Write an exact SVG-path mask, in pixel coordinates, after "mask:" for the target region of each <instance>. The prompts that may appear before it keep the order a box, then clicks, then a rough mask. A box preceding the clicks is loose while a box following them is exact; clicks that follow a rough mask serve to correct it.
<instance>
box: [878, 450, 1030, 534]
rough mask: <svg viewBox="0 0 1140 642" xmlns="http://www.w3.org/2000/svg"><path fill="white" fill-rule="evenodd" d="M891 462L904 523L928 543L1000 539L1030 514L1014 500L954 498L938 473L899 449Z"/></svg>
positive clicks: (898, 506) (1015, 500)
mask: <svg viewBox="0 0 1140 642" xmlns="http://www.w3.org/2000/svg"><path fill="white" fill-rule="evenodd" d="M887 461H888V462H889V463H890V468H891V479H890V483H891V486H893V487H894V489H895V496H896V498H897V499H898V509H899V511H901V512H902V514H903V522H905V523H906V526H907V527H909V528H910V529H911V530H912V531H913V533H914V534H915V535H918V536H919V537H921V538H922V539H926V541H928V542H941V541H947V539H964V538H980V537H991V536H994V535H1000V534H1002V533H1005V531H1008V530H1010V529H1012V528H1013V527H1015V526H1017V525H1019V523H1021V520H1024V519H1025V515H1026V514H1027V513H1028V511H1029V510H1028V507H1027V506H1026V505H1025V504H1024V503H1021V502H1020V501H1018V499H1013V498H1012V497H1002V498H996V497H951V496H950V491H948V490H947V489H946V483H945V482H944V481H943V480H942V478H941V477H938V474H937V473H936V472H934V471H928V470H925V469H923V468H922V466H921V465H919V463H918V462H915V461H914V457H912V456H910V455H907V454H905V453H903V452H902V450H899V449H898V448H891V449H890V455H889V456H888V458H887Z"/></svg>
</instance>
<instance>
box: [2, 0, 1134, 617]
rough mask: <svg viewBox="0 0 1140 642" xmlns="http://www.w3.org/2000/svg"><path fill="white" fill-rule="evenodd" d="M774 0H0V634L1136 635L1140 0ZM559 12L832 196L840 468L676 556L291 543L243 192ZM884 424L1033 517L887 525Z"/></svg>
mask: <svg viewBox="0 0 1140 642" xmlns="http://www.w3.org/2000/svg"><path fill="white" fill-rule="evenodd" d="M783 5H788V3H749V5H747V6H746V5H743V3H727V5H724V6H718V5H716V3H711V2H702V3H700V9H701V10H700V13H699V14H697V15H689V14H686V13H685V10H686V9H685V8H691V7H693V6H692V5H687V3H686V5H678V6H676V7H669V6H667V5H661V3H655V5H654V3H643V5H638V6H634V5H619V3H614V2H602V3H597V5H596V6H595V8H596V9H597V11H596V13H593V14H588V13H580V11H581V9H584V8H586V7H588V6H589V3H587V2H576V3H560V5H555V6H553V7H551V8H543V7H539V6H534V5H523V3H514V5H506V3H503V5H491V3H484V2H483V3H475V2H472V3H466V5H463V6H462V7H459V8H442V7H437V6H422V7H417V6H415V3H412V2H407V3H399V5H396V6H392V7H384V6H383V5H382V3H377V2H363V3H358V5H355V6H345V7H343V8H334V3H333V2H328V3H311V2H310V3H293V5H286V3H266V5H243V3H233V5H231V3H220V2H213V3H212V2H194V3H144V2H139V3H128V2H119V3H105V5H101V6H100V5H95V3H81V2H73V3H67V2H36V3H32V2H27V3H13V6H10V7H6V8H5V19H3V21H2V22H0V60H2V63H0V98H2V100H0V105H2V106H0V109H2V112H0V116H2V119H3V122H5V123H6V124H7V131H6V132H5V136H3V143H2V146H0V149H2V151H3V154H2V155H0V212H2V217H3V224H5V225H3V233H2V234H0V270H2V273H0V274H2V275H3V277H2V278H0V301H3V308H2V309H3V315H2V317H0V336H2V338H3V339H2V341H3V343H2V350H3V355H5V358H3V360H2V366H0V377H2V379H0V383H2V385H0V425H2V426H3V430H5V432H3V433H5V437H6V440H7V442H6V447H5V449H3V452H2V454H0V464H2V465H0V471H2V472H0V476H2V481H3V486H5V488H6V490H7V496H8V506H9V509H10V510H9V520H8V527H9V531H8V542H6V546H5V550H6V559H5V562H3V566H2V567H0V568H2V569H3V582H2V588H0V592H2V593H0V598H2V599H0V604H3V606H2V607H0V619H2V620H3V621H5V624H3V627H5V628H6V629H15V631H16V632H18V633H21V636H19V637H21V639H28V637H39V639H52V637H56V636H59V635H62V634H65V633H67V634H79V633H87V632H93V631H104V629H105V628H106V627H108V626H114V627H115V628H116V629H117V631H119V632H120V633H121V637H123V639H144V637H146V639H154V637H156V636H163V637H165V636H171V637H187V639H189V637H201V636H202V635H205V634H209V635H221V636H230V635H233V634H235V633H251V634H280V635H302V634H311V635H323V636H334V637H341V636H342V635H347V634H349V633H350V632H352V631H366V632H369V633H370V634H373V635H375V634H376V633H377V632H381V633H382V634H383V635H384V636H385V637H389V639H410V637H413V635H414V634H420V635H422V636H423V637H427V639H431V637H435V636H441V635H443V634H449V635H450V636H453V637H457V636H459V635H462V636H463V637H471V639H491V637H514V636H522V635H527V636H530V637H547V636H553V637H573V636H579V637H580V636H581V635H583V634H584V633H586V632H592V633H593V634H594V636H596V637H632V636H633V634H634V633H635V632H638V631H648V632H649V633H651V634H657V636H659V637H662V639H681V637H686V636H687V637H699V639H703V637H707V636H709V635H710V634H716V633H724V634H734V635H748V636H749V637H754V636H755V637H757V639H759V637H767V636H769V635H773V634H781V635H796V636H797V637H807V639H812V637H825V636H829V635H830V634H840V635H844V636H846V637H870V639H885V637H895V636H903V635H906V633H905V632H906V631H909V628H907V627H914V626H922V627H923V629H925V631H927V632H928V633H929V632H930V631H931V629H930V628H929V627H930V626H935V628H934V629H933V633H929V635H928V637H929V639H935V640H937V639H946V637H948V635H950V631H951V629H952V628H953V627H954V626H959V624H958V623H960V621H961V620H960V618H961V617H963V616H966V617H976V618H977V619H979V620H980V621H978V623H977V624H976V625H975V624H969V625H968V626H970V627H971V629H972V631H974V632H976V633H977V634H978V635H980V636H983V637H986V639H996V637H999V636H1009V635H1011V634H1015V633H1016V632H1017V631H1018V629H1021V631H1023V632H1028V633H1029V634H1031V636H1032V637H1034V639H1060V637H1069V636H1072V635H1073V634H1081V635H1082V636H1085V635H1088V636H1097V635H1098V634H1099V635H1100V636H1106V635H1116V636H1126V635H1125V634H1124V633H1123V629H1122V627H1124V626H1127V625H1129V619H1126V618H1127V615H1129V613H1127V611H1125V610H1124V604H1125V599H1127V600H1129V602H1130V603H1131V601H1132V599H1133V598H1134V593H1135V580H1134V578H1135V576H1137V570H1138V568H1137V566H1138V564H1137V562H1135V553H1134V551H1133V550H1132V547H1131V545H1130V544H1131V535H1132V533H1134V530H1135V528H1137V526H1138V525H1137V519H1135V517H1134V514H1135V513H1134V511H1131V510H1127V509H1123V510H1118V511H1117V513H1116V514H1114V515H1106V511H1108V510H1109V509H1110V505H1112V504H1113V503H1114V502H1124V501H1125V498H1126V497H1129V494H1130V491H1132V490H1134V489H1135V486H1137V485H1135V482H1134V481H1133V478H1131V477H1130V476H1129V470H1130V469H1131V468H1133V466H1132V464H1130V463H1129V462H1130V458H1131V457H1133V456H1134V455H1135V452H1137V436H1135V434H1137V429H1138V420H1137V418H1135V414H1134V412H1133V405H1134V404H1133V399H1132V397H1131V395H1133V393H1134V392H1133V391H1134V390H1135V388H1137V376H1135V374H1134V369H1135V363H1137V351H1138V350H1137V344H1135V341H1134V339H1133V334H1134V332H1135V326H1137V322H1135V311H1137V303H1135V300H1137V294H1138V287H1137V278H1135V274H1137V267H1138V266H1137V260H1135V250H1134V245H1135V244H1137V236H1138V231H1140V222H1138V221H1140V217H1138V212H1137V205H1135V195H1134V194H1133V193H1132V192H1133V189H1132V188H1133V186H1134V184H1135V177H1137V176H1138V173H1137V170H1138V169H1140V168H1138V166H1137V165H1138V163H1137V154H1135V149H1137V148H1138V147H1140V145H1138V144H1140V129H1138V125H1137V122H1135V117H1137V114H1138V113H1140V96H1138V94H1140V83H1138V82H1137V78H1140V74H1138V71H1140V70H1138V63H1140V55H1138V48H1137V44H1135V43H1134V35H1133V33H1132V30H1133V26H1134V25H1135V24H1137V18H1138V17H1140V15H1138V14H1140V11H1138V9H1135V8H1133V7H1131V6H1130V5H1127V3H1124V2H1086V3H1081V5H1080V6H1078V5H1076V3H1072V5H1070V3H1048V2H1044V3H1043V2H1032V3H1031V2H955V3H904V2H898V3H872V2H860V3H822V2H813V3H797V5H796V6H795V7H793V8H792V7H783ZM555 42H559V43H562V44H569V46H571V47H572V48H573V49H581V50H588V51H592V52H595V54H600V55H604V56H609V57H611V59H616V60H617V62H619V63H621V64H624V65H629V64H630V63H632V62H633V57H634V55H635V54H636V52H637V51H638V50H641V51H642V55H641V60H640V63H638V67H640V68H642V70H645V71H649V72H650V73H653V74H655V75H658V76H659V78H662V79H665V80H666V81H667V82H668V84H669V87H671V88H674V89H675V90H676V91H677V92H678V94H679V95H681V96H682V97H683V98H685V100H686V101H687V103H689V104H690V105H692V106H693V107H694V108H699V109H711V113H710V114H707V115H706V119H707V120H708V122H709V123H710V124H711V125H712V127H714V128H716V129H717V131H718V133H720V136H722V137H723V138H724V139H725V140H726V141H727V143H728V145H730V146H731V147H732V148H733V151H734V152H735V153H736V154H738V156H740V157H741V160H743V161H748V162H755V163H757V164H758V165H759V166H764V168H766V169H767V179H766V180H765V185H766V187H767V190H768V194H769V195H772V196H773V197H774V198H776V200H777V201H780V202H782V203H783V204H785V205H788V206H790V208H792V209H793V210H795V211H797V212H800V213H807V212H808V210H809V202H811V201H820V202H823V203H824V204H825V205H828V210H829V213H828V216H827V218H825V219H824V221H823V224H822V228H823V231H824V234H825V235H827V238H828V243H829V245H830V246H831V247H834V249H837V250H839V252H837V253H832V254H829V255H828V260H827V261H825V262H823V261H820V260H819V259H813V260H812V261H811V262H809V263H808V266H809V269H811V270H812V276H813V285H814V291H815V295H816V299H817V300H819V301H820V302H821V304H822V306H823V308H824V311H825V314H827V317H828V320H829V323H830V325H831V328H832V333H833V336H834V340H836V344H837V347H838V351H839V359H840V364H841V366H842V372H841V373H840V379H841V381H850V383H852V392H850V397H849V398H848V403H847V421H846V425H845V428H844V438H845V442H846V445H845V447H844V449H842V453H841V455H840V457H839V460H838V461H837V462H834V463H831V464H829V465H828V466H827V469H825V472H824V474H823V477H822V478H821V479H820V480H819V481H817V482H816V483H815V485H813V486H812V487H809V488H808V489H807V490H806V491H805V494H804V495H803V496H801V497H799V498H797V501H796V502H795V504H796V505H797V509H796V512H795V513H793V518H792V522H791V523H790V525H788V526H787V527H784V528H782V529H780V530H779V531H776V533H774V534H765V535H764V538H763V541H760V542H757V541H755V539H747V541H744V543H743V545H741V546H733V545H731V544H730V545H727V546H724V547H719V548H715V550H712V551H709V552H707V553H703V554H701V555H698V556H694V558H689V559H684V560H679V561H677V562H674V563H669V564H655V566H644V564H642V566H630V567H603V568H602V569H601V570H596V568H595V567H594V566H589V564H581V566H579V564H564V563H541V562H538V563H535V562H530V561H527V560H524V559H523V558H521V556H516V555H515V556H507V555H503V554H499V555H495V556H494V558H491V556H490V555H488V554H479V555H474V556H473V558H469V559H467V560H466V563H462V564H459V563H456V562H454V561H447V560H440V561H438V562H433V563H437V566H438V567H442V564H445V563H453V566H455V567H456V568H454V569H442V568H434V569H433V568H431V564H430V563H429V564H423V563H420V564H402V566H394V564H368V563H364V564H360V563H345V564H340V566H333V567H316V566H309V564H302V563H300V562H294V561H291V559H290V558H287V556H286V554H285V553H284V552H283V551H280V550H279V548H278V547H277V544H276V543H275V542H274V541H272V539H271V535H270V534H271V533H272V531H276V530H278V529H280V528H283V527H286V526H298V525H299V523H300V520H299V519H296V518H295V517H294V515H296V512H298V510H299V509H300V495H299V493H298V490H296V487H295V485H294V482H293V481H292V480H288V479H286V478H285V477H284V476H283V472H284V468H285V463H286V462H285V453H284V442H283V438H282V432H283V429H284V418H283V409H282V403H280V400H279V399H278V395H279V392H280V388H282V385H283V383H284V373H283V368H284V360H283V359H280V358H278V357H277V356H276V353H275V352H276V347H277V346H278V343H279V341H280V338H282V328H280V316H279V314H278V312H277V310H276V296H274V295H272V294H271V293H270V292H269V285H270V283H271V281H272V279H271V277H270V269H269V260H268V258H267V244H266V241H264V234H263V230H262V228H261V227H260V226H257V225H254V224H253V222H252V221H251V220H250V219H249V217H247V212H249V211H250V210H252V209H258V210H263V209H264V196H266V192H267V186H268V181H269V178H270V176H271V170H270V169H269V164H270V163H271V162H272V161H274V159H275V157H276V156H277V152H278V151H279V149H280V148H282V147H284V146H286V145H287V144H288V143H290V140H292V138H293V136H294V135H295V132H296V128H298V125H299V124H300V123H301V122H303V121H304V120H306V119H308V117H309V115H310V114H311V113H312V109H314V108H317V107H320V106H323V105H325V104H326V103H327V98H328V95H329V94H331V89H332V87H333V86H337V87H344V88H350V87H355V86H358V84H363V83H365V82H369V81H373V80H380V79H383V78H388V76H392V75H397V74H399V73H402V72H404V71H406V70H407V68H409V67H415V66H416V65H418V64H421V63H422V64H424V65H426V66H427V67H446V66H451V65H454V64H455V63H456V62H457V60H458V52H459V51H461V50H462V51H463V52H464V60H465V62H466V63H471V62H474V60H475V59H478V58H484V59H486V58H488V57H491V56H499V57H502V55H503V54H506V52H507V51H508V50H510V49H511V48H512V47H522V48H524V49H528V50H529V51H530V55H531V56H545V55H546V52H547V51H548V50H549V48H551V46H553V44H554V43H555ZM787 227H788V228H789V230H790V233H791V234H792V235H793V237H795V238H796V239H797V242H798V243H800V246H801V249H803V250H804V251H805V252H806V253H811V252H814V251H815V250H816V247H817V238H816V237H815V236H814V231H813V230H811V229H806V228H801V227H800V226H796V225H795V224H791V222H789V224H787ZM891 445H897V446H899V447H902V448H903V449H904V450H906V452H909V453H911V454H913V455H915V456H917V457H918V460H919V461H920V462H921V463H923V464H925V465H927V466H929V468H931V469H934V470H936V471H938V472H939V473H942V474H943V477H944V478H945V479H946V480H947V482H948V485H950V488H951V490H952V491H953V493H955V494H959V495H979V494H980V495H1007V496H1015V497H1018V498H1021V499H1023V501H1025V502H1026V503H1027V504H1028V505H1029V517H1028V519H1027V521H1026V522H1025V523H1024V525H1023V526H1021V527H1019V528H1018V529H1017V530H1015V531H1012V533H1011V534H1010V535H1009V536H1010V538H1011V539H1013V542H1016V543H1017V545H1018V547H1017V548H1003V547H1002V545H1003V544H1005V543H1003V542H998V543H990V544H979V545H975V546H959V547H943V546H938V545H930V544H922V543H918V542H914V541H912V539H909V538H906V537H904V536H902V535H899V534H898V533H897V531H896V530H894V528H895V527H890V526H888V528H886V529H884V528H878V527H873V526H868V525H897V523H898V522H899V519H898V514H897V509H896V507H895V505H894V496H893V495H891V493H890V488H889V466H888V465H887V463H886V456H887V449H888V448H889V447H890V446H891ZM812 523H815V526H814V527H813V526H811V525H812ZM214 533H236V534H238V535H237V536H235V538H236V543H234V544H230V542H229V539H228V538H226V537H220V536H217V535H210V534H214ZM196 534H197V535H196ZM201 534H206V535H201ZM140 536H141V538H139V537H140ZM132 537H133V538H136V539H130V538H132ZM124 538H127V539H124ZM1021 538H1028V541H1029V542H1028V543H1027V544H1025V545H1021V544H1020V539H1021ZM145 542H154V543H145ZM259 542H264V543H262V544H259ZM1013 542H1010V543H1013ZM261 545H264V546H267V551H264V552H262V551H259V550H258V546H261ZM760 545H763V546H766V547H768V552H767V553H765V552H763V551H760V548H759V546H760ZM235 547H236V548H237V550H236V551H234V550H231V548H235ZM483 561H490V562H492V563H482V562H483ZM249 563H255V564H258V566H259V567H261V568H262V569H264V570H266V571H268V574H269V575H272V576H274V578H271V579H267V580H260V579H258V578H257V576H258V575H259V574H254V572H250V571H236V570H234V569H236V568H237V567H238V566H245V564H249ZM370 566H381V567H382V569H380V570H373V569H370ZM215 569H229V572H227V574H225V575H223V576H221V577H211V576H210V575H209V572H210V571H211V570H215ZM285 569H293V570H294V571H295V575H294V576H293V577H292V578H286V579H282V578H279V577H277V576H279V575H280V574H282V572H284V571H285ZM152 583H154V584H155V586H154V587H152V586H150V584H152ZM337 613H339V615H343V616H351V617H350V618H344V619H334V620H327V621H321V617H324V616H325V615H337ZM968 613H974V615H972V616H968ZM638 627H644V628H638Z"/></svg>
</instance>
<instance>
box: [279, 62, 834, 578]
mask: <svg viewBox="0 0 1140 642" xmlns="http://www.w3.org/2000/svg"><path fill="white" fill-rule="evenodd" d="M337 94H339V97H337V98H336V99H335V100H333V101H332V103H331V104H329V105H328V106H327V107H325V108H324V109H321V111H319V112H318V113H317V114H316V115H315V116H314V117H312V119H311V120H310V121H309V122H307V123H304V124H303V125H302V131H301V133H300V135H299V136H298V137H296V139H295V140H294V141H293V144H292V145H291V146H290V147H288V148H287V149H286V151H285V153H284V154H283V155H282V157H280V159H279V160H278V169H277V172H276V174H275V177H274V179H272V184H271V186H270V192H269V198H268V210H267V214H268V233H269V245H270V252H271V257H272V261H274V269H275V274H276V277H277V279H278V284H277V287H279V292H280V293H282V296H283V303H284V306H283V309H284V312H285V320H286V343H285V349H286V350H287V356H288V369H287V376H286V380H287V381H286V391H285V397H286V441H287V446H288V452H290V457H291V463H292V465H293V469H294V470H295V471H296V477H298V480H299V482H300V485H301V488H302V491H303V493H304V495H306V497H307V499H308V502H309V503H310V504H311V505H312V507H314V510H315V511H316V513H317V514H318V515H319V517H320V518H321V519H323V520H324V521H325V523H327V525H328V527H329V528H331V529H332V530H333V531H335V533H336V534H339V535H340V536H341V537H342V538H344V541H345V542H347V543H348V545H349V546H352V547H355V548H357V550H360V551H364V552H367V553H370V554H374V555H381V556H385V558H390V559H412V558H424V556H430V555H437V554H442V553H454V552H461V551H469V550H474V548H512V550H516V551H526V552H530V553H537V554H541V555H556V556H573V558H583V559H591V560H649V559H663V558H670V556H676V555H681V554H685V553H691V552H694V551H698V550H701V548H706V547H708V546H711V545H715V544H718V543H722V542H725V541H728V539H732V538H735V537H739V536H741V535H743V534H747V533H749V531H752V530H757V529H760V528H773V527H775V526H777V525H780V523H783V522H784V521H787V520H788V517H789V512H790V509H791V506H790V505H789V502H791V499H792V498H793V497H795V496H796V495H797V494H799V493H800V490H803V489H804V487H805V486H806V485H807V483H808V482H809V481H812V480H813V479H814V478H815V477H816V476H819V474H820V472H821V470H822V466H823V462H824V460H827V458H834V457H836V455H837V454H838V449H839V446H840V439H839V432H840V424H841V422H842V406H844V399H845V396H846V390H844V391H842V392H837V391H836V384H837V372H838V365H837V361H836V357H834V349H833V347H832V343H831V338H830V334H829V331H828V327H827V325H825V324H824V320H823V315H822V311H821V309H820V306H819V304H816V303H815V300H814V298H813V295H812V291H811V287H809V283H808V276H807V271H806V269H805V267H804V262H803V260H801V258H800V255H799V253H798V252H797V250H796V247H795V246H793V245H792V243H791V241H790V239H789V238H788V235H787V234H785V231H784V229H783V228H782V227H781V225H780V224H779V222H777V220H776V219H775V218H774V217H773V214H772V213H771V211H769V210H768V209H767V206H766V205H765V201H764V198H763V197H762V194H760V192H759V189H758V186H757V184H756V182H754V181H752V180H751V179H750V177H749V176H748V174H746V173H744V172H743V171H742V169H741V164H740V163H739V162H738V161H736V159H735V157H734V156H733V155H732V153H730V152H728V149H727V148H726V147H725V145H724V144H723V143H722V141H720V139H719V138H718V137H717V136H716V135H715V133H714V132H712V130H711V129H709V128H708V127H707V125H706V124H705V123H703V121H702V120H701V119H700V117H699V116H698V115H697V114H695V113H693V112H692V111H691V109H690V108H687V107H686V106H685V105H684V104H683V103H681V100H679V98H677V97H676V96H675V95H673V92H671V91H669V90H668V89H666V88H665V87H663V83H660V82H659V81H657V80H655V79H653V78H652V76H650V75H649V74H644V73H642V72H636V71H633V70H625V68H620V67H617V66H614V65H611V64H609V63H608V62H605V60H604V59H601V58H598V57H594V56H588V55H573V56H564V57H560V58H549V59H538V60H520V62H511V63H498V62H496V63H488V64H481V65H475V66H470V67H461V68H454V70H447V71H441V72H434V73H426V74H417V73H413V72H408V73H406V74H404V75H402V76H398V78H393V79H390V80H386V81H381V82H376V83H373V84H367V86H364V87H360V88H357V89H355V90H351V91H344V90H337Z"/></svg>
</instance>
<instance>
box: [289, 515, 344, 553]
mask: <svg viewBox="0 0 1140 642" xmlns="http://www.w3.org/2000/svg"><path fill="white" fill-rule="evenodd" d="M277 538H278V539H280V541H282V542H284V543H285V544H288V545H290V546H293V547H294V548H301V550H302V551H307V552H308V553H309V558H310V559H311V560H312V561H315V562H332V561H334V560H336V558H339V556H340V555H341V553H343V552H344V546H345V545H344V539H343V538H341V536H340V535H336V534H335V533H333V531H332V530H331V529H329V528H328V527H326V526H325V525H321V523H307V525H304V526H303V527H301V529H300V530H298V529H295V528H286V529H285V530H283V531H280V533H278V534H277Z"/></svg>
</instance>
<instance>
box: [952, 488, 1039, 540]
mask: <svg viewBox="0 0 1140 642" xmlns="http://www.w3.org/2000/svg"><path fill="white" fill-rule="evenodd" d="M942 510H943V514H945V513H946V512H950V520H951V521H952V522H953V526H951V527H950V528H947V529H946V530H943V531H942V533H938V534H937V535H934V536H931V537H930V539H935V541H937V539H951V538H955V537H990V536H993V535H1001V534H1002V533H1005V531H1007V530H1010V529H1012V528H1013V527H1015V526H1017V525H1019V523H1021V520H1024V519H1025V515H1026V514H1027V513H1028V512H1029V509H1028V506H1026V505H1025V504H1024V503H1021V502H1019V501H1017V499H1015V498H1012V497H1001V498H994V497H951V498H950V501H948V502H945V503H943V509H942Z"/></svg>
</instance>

WHAT TO PRODUCE: The lines you need are those with the word "clicks"; list them from the entries.

ANSWER:
Write an exact SVG-path mask, in pixel coordinates, after "mask:" for the target region of each <instance>. The prompts that may appear before it keep the order a box, then clicks, then a rough mask. A box preceding the clicks is loose while a box following them is exact; clicks that follow a rough mask serve to correct it.
positive clicks: (898, 506) (1015, 500)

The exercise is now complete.